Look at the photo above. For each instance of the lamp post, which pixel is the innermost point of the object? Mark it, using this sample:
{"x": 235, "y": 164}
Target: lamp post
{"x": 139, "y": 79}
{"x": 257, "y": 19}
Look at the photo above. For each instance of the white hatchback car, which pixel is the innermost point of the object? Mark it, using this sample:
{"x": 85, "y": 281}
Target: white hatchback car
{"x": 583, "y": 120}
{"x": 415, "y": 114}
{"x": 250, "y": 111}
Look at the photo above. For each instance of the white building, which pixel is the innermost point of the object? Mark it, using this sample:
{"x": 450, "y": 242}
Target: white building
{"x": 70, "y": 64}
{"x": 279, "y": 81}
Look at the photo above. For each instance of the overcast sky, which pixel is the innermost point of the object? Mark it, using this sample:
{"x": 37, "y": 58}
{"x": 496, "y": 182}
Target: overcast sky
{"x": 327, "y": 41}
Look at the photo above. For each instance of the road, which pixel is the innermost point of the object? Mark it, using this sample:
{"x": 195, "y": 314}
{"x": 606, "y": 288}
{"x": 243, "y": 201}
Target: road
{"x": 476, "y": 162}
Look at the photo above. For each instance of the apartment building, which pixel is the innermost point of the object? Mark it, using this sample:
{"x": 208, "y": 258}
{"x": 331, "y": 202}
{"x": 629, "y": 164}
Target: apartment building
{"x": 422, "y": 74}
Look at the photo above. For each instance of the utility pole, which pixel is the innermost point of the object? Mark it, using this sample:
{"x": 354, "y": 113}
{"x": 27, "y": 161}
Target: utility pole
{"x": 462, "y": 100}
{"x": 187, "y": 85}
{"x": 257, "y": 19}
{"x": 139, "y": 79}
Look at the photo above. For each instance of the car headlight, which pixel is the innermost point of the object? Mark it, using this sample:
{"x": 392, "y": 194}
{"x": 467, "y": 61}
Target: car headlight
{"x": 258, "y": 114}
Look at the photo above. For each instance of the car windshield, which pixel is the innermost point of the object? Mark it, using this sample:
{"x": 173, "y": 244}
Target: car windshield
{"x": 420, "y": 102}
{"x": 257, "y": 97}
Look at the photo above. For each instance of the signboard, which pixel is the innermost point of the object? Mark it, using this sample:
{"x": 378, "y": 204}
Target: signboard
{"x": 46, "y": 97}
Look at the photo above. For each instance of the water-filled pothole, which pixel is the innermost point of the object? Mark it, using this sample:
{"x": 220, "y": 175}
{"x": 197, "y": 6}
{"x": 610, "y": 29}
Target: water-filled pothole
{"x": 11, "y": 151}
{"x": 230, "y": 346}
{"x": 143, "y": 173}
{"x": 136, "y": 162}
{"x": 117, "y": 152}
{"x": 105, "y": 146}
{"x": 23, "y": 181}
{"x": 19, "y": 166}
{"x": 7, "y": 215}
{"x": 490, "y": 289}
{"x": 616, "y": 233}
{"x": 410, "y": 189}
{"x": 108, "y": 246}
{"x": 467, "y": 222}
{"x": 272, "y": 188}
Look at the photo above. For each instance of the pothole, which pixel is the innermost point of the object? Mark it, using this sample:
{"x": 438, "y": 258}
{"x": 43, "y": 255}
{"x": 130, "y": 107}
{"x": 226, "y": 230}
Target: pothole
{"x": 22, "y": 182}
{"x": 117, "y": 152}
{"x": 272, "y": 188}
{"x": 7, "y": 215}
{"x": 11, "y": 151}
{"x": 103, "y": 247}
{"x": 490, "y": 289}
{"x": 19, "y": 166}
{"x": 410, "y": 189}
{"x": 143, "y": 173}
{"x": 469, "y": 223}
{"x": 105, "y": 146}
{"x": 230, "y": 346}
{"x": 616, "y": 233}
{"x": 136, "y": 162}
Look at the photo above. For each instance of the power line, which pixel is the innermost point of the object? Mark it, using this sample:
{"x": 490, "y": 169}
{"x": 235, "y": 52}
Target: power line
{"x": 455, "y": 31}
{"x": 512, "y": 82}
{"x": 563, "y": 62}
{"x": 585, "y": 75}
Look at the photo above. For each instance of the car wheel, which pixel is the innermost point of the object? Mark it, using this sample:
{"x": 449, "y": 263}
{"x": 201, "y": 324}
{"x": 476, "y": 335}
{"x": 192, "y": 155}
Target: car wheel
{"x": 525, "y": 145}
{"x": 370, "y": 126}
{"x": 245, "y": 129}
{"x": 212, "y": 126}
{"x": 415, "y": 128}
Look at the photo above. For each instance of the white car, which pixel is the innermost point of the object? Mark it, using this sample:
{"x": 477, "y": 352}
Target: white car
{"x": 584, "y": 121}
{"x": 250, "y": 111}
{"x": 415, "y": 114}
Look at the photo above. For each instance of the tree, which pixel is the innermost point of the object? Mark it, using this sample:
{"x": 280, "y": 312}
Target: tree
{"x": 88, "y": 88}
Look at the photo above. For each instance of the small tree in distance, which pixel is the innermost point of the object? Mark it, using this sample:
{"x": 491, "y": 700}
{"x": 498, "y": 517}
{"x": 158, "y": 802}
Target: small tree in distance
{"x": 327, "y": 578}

◆ Directions ◆
Return the whole listing, keeping every line exactly as it is.

◆ Answer for this exercise ◆
Look at the photo above. For each instance of the lamp post, which pixel is the innermost point of the object? Mark it, using this sample:
{"x": 235, "y": 164}
Target: lamp post
{"x": 139, "y": 79}
{"x": 257, "y": 19}
Look at the photo above. For each instance of the white hatchback car, which pixel is the innermost point of the object? Mark it, using this sample:
{"x": 85, "y": 281}
Target: white hatchback car
{"x": 583, "y": 120}
{"x": 415, "y": 114}
{"x": 250, "y": 111}
Look at the photo above. For each instance of the white building, which pixel is the innermost point of the object? Mark it, using this sample:
{"x": 450, "y": 242}
Target: white building
{"x": 70, "y": 64}
{"x": 279, "y": 81}
Look at the photo above. For each instance of the overcast sky, which pixel is the innermost point of the object? Mark it, using this sample:
{"x": 37, "y": 58}
{"x": 496, "y": 182}
Target: overcast sky
{"x": 327, "y": 41}
Look at the photo above. For each instance of the road, which pixel is the innermost point of the object? Mark it, using this sample:
{"x": 195, "y": 314}
{"x": 606, "y": 288}
{"x": 243, "y": 201}
Target: road
{"x": 476, "y": 162}
Look at the photo above. For each instance of the apartment building, which pixel is the innermost point of the object? Mark it, using this sample:
{"x": 208, "y": 258}
{"x": 331, "y": 202}
{"x": 629, "y": 164}
Target: apartment building
{"x": 422, "y": 74}
Look at the photo above. For each instance of the utility pole, which pixel is the innermost point of the object? Mark it, using this sample:
{"x": 354, "y": 113}
{"x": 27, "y": 161}
Target: utility pole
{"x": 462, "y": 100}
{"x": 187, "y": 85}
{"x": 257, "y": 19}
{"x": 139, "y": 79}
Look at the photo above. For each instance of the car headlight, which pixel is the innermost point of the object? Mark it, using this sample:
{"x": 392, "y": 194}
{"x": 467, "y": 61}
Target: car headlight
{"x": 258, "y": 114}
Look at the photo above. For each instance of the car windshield, which pixel is the innermost point of the object? Mark it, using this sample:
{"x": 173, "y": 244}
Target: car windshield
{"x": 420, "y": 102}
{"x": 257, "y": 97}
Look at the photo above. For each instance of the signboard, which pixel is the innermost point of the object? Mark it, using this sample:
{"x": 378, "y": 204}
Target: signboard
{"x": 46, "y": 97}
Look at the photo above. For each instance of the water-filled pothole, which pixel is the innermost point of the object? Mark it, using this sample:
{"x": 220, "y": 175}
{"x": 197, "y": 6}
{"x": 610, "y": 29}
Target: water-filled pothole
{"x": 11, "y": 151}
{"x": 230, "y": 346}
{"x": 143, "y": 173}
{"x": 136, "y": 162}
{"x": 117, "y": 152}
{"x": 105, "y": 146}
{"x": 23, "y": 181}
{"x": 19, "y": 166}
{"x": 7, "y": 215}
{"x": 490, "y": 289}
{"x": 616, "y": 233}
{"x": 410, "y": 189}
{"x": 108, "y": 246}
{"x": 467, "y": 222}
{"x": 272, "y": 188}
Look at the photo above. For each instance of the pothole, which pixel is the innermost point of the object? Mark it, using this sample:
{"x": 438, "y": 258}
{"x": 43, "y": 255}
{"x": 130, "y": 107}
{"x": 226, "y": 230}
Target: pothole
{"x": 22, "y": 182}
{"x": 117, "y": 152}
{"x": 272, "y": 188}
{"x": 7, "y": 215}
{"x": 11, "y": 151}
{"x": 103, "y": 247}
{"x": 490, "y": 289}
{"x": 19, "y": 166}
{"x": 410, "y": 189}
{"x": 143, "y": 173}
{"x": 469, "y": 223}
{"x": 105, "y": 146}
{"x": 230, "y": 346}
{"x": 616, "y": 233}
{"x": 136, "y": 162}
Look at the photo above. For each instance of the power line, which pixel is the innermost point of the object? Mark it, using this sample:
{"x": 490, "y": 169}
{"x": 235, "y": 52}
Target: power line
{"x": 455, "y": 31}
{"x": 512, "y": 82}
{"x": 563, "y": 62}
{"x": 585, "y": 75}
Look at the photo above. For each instance of the car wheel, which pixel is the innermost point of the object? Mark it, using this sample:
{"x": 449, "y": 263}
{"x": 201, "y": 324}
{"x": 476, "y": 335}
{"x": 192, "y": 155}
Target: car wheel
{"x": 525, "y": 145}
{"x": 370, "y": 126}
{"x": 245, "y": 129}
{"x": 212, "y": 126}
{"x": 415, "y": 128}
Look at the photo above. For each instance of the white car, which pixel is the innermost point of the object? Mark it, using this sample:
{"x": 477, "y": 352}
Target: white car
{"x": 584, "y": 121}
{"x": 250, "y": 111}
{"x": 415, "y": 114}
Look at the photo above. For each instance of the tree, which pixel is the innermost point of the object? Mark it, using this sample:
{"x": 280, "y": 312}
Target: tree
{"x": 88, "y": 88}
Look at the photo above. For each instance of the small tree in distance, which pixel is the innermost point of the object? Mark it, using this sample:
{"x": 491, "y": 700}
{"x": 498, "y": 517}
{"x": 158, "y": 802}
Target: small tree in distance
{"x": 327, "y": 578}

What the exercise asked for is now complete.